##### Page excerpt

Horizon Lines The C-9 class ship Horizon Spirit is a 268-meter steam powered container ship that will make the Los Angeles to Hawaii run as part of the Horizon Lines fleet for ARM's MAGIC campaign. It is an American made ship built in the late 1980s.
Image: Flickr/ARM Climate Research Facility
Some new cargo is officially sailing today between Los Angeles and Honolulu, part of an atmospheric research expedition to understand how clouds influence weather patterns around the world.
The 892-foot Spirit, a container ship owned by Horizon Lines, is now home to a Department of Energy mobile laboratory designed to study the atmosphere. It is the second time the department is conducting such an experiment in the hopes of getting better data on clouds to improve global climate models.

##########

**Set of tasks**
- A) For each statement below, state whether it agrees with the Horizon Spirit passage, answering yes or no and quoting the words that decide it.
(i) The ship is powered by steam.
(ii) The ship was built outside the United States.
(iii) This is the first time the department has conducted such an experiment.
- B) Answer these questions from the Horizon Spirit passage:
(i) Which company owns the Spirit?
(ii) Between which two cities is the new cargo sailing?
(iii) When was the ship built?
- C) From the Horizon Spirit passage, output word for word everything from "The 892-foot Spirit, a" down to "global climate models.".
Rely solely on the Horizon Spirit passage.

##### Entries shown

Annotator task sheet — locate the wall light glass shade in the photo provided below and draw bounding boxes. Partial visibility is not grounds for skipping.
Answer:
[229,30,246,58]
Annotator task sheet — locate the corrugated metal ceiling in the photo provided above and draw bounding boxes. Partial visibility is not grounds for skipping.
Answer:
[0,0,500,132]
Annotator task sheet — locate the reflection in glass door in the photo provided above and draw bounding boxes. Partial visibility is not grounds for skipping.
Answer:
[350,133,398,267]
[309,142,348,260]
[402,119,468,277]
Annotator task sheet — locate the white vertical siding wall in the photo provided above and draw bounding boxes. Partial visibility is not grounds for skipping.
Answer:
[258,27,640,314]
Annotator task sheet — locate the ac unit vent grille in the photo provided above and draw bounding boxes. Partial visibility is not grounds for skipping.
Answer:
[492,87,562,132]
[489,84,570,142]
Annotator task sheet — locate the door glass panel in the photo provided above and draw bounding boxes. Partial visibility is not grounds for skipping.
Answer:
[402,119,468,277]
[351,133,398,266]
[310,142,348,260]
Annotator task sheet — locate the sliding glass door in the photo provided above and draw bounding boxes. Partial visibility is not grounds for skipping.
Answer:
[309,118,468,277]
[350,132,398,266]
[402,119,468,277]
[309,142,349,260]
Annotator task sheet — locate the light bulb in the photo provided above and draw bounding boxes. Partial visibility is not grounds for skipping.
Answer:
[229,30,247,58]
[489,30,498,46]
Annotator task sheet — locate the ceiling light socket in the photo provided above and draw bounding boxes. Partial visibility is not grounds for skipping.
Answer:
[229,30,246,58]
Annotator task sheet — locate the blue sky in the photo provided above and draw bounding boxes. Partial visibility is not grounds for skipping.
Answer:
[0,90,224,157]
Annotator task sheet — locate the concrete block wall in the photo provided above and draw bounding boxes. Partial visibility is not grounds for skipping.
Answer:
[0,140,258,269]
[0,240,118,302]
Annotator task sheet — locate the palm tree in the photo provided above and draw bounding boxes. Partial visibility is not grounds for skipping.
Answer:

##########
##### Entries shown

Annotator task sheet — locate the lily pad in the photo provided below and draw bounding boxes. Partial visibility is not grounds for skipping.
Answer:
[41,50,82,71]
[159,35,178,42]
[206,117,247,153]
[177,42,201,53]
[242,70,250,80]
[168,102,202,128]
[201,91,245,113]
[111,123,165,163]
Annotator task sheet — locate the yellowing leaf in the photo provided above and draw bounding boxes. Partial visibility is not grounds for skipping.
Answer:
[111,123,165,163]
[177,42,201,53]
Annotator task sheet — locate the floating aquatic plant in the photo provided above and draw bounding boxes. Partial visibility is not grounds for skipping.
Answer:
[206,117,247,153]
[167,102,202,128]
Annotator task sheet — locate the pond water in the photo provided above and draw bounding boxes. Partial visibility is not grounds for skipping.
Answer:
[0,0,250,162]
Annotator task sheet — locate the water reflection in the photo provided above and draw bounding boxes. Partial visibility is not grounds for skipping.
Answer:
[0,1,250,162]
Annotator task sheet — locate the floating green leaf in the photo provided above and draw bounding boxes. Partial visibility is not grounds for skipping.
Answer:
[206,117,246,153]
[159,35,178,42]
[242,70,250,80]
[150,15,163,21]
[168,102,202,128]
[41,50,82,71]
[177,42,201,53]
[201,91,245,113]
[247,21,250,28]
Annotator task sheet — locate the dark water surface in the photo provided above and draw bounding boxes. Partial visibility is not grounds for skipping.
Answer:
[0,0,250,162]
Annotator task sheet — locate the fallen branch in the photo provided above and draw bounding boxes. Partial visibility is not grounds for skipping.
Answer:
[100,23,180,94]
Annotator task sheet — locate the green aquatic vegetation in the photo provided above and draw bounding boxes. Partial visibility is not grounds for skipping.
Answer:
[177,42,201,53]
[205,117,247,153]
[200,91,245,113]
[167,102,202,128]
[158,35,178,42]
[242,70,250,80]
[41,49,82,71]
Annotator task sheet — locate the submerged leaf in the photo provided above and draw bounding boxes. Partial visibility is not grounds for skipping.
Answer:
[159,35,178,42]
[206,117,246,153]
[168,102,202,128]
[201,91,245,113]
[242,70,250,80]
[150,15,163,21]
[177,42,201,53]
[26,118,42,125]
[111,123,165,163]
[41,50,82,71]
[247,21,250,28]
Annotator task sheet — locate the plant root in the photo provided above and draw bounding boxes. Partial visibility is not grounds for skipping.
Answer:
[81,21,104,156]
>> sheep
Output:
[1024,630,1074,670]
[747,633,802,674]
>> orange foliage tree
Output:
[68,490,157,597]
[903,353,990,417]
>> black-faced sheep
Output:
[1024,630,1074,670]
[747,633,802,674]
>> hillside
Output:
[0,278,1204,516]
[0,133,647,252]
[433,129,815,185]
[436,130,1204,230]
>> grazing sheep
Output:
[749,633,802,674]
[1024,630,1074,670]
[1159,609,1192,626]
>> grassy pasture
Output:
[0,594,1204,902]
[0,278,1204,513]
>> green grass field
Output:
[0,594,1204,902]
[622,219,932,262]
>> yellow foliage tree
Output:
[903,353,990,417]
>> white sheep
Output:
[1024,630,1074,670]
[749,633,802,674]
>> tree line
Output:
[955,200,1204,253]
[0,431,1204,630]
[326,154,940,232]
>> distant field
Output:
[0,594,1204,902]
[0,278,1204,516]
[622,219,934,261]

##########

**Answers given**
- A)
(i) Yes: "268-meter steam powered container ship"
(ii) No: "It is an American made ship built in the late 1980s."
(iii) No: "It is the second time the department is conducting such an experiment"

- B)
(i) Horizon Lines
(ii) Los Angeles and Honolulu
(iii) In the late 1980s

- C)
The 892-foot Spirit, a container ship owned by Horizon Lines, is now home to a Department of Energy mobile laboratory designed to study the atmosphere. It is the second time the department is conducting such an experiment in the hopes of getting better data on clouds to improve global climate models.